**Task brief:** Reproduce every one of the following rows word for word, leaving out the pictures.

Extracts from box-labeled datasets
····················

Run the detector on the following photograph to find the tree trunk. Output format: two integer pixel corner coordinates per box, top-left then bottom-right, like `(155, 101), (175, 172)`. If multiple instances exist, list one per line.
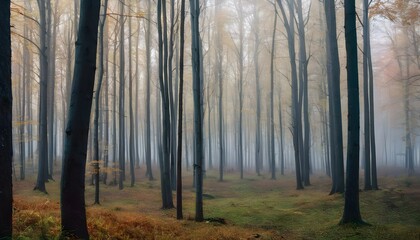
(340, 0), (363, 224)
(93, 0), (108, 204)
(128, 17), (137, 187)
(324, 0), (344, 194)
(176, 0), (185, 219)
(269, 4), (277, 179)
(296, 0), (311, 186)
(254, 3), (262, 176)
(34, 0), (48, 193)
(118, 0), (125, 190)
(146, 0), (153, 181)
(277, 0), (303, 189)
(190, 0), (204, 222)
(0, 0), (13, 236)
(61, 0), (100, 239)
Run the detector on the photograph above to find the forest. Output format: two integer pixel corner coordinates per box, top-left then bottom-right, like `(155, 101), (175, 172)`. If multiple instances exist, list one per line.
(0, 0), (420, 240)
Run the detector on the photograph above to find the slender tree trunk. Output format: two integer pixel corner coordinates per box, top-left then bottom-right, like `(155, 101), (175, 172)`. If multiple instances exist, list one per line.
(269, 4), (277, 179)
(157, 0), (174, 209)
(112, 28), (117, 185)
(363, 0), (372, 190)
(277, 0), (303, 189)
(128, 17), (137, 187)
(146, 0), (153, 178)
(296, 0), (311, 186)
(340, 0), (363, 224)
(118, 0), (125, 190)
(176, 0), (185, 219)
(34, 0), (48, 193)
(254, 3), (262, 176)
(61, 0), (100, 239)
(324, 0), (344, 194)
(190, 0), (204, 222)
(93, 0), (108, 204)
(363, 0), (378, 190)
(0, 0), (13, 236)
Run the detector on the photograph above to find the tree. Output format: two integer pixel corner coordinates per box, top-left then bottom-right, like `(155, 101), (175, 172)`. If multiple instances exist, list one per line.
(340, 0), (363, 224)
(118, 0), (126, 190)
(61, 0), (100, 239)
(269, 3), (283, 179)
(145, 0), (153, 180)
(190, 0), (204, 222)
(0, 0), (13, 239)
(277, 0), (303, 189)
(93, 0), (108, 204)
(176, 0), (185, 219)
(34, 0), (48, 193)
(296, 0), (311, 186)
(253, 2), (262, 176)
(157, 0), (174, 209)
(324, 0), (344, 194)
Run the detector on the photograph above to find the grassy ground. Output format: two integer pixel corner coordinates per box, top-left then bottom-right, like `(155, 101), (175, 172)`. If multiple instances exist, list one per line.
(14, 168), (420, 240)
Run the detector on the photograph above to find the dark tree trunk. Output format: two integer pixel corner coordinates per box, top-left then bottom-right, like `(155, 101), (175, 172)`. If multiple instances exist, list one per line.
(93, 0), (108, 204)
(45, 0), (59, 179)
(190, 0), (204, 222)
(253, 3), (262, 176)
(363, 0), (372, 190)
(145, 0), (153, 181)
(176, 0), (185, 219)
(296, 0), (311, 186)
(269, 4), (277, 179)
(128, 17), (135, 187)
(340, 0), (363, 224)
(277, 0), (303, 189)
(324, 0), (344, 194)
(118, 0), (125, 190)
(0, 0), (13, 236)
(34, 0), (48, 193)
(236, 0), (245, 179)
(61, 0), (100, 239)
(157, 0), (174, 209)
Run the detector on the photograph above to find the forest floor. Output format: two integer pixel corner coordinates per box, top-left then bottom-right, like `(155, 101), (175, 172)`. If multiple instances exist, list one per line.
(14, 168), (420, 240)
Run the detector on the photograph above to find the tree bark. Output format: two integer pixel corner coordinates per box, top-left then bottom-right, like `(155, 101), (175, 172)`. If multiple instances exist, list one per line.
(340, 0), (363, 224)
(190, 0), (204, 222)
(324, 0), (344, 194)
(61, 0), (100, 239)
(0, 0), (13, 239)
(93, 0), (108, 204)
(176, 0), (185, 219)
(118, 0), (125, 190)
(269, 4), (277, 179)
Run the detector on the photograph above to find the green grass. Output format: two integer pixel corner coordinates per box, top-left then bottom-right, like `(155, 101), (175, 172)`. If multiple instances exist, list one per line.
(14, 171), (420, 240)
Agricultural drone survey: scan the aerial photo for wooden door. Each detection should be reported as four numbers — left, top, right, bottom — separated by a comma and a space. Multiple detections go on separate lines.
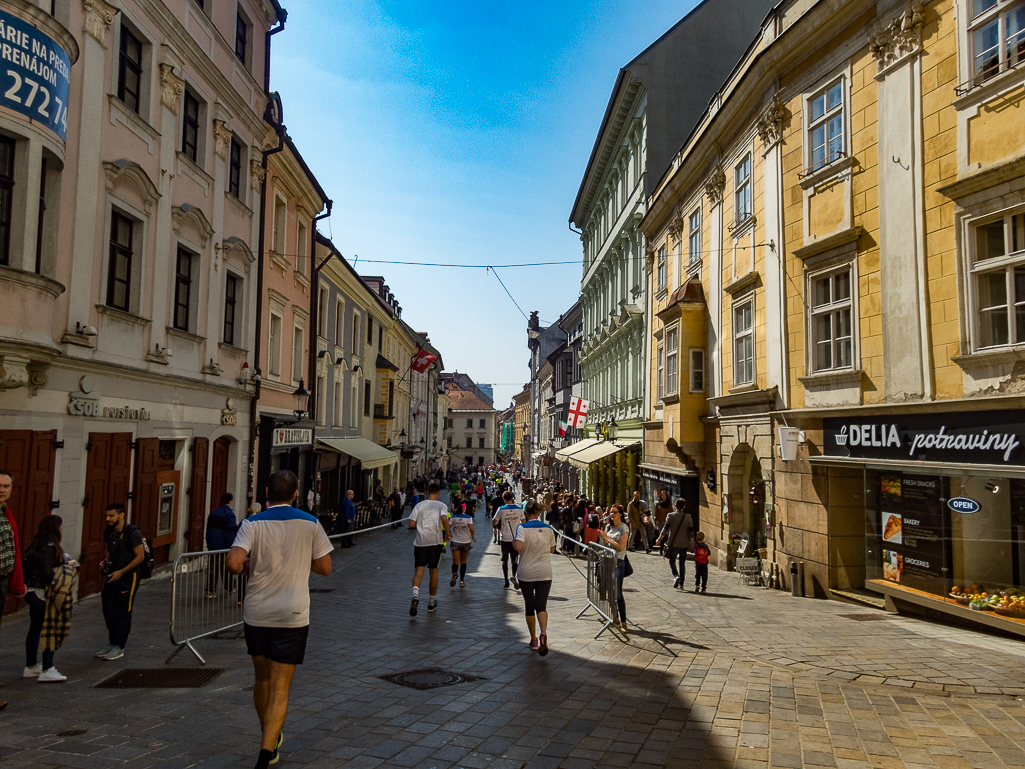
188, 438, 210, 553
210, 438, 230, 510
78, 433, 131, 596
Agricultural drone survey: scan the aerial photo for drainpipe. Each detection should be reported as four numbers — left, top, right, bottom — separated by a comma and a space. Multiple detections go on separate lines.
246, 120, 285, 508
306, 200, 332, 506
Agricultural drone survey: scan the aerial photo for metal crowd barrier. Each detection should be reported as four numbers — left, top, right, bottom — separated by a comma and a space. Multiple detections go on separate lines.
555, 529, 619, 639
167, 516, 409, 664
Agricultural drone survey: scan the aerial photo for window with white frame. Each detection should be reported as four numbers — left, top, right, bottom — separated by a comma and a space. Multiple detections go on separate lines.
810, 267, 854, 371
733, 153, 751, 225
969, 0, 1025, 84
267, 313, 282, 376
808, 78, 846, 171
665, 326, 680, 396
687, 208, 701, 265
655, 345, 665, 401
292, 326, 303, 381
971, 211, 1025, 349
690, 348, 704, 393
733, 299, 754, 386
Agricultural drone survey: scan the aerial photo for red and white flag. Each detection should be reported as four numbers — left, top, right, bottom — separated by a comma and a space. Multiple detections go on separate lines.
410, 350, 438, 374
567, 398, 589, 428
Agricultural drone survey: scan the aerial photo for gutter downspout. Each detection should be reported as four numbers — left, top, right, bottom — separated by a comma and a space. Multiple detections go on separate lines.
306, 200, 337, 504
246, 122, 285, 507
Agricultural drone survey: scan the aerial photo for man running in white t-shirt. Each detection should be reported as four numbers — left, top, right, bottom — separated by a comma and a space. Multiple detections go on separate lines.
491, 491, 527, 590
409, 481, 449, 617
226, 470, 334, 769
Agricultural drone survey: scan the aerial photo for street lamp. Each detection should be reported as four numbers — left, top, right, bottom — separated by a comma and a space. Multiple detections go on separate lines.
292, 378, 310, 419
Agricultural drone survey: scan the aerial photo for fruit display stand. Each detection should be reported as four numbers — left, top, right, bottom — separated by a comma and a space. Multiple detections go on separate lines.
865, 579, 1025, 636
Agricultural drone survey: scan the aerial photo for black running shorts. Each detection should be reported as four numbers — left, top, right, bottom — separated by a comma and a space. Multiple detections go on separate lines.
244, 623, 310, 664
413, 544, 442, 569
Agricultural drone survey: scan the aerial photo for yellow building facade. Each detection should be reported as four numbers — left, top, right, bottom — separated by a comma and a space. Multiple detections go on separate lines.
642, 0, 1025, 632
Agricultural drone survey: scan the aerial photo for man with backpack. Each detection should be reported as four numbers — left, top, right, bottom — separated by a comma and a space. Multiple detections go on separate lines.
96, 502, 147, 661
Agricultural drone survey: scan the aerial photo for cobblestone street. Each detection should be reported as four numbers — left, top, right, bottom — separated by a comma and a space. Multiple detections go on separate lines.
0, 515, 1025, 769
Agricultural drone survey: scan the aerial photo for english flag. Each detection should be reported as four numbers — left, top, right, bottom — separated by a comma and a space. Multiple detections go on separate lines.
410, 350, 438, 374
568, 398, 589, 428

····················

**Answer for the task:**
Run the detector on the following photograph to find the tree trunk. Output format: two integer pixel corner coordinates per box, top-left then bottom-right, like `(155, 101), (175, 172)`. If multiple instances exist, list one per line.
(340, 0), (363, 224)
(93, 0), (108, 204)
(128, 17), (137, 187)
(324, 0), (344, 194)
(176, 0), (185, 219)
(269, 4), (277, 179)
(296, 0), (311, 186)
(254, 3), (262, 176)
(34, 0), (48, 193)
(118, 0), (125, 190)
(146, 0), (153, 181)
(277, 0), (303, 189)
(190, 0), (204, 222)
(0, 0), (13, 236)
(61, 0), (100, 239)
Run the detector on the photograph above to find the forest. Output format: two integer pixel corner coordinates per box, top-left then bottom-right, like `(155, 101), (175, 172)`. If multiple instances exist, list one per line.
(0, 0), (420, 240)
Run the detector on the photograph above to find the slender tree trunk. Output format: two integer pixel corner coordinates per box, top-left then bottom-right, like `(155, 101), (175, 172)`. If multiple instances exist, list one per line.
(269, 4), (277, 179)
(157, 0), (174, 209)
(112, 28), (117, 185)
(363, 0), (372, 190)
(277, 0), (303, 189)
(128, 17), (137, 187)
(146, 0), (153, 178)
(296, 0), (311, 186)
(340, 0), (363, 224)
(118, 0), (125, 190)
(176, 0), (185, 219)
(34, 0), (48, 193)
(254, 3), (262, 176)
(61, 0), (100, 239)
(324, 0), (344, 194)
(190, 0), (204, 222)
(93, 0), (108, 204)
(363, 0), (378, 190)
(0, 0), (13, 236)
Run the detector on the photograph above to find the tree. Output format: two integer pixel corner coordinates per box, top-left then bottom-right, like `(155, 101), (175, 172)`. If multiple instances exist, list one per line.
(340, 0), (363, 224)
(118, 0), (126, 190)
(61, 0), (100, 239)
(269, 3), (283, 179)
(145, 0), (153, 180)
(190, 0), (204, 222)
(0, 0), (13, 239)
(277, 0), (303, 189)
(93, 0), (108, 204)
(176, 0), (185, 219)
(34, 0), (48, 193)
(296, 0), (311, 186)
(253, 2), (262, 176)
(157, 0), (174, 209)
(324, 0), (344, 194)
Run the detector on the photograph above to find the grassy ground. Output format: two integer pixel corner coordinates per box, top-left then bottom-right, like `(155, 101), (175, 172)`. If multiple instances exist, list one per line.
(14, 168), (420, 240)
Run the detector on the photograph above to find the dark tree trunk. Output format: two integer pixel corner coordinates per box, top-left then bottom-right, like `(155, 101), (175, 172)`. If multiple instances exist, list one per line.
(93, 0), (108, 204)
(45, 0), (59, 179)
(190, 0), (204, 222)
(253, 3), (262, 176)
(363, 0), (372, 190)
(145, 0), (153, 181)
(176, 0), (185, 219)
(296, 0), (311, 186)
(269, 4), (277, 179)
(128, 17), (135, 187)
(340, 0), (363, 224)
(277, 0), (303, 189)
(324, 0), (344, 194)
(118, 0), (125, 190)
(0, 0), (13, 236)
(34, 0), (48, 193)
(236, 0), (245, 179)
(61, 0), (100, 239)
(157, 0), (174, 209)
Run the detector on the photograph above to find the forest floor. Output format: two integer pixel corner coordinates per box, top-left then bottom-right, like `(155, 101), (175, 172)`. If multiple instances exist, list one per line.
(14, 168), (420, 240)
Run the detector on the photograph above to find the tree bark. Output format: two integer pixel corner coordinates per box, top-left then bottom-right, like `(155, 101), (175, 172)`. If multiple instances exist, list one per line.
(340, 0), (363, 224)
(190, 0), (204, 222)
(324, 0), (344, 194)
(61, 0), (100, 239)
(0, 0), (13, 239)
(93, 0), (108, 204)
(176, 0), (185, 219)
(118, 0), (125, 190)
(269, 4), (277, 179)
Run the detector on the photograph above to find the green grass. Output format: two integer pixel corner coordinates per box, top-left then bottom-right, like `(155, 101), (175, 172)`. If multiple instances exist, list one per line.
(14, 171), (420, 240)
Agricultural drone survey: scan the aerial photo for wooden door. Each detection should be reported as four numbers — left, top, right, bottom — separated by a comma and a space. Multiple detections go on separate lines.
188, 438, 210, 553
210, 438, 230, 510
78, 433, 131, 596
Agricultural drone survey: scan the aerial photo for drainpipe. Each detection should be reported as four numbers — left, top, right, bottom — separated by a comma and a space. Multiple detections go on separate lines.
246, 120, 285, 508
306, 200, 332, 506
Agricultural drone survey: scan the aerial photo for metal crowd barrier. Each detection should be reported as four numbers — left, top, right, bottom — separated by a comma and a space. Multiple detections go on separate lines.
555, 529, 619, 639
167, 516, 409, 664
Agricultural drone survey: scan the aerial photo for window with white frame. Each detection should be reported as four numbers — left, top, right, bottom — separated by a comma and a space. Multiple detections go on separate lines.
810, 267, 854, 371
733, 153, 751, 225
969, 0, 1025, 84
267, 313, 282, 376
808, 78, 846, 171
665, 326, 680, 396
687, 208, 701, 265
655, 345, 665, 401
292, 326, 303, 381
971, 211, 1025, 349
690, 348, 704, 393
733, 299, 754, 386
Agricultural drone survey: scan the aerial photo for red and white flag. Each detection should be reported as four numbers — left, top, right, bottom — separated by a comma and a space. Multiple detections go on separate lines.
410, 350, 438, 374
567, 398, 589, 428
Agricultural drone survey: scan the aerial photo for gutter downspout. Each detection should be reported as four numbers — left, top, right, bottom — separated by a comma and a space. Multiple detections go on separate lines.
306, 200, 337, 504
246, 122, 285, 507
Agricultural drone survey: scan the aerial photo for man running in white t-shirt. Each detection should be reported as four numbers — left, top, right, bottom — separated by a comma and a space. Multiple detections go on separate lines.
491, 491, 527, 590
409, 481, 449, 617
226, 470, 334, 769
Agricultural drone survey: scan the aerial photo for street lamp. Each detection should be reported as four numbers — left, top, right, bottom — separated by a comma and a space. Multiple detections go on separate lines.
292, 378, 310, 419
Agricultural drone survey: scan the aerial photo for fruit display stand. Each detection should be reported as four numbers — left, top, right, bottom — separated by a comma and a space. Multiple detections go on separate lines.
865, 579, 1025, 636
Agricultural drone survey: scan the aerial photo for black running shorts. Each detection should be reported as four numbers — left, top, right, bottom — separated by a comma and a space. Multiple detections go on separate lines.
244, 623, 310, 664
413, 544, 442, 569
Agricultural drone survey: scan the aerial photo for yellow building facade. Each detection should be reported as four numbers — left, top, right, bottom — separated by a comma and a space. Multiple detections go on separate lines.
642, 0, 1025, 632
Agricultural drone survey: scan the aerial photo for man with backpack. Each detection should be reported as four numbers — left, top, right, bottom — separated by a comma and a space. Multiple detections go on separate lines.
96, 502, 147, 661
Agricultural drone survey: scan the aerial photo for cobblestone street. Each detection should be reported as four numbers — left, top, right, bottom — separated by a comma and a space. Multiple detections go on separate lines.
0, 515, 1025, 769
Agricultural drone survey: scan the aerial photo for english flag. Each detection should be reported as four numbers — left, top, right, bottom — separated by a comma and a space. Multiple detections go on separate lines.
410, 350, 438, 374
568, 398, 589, 428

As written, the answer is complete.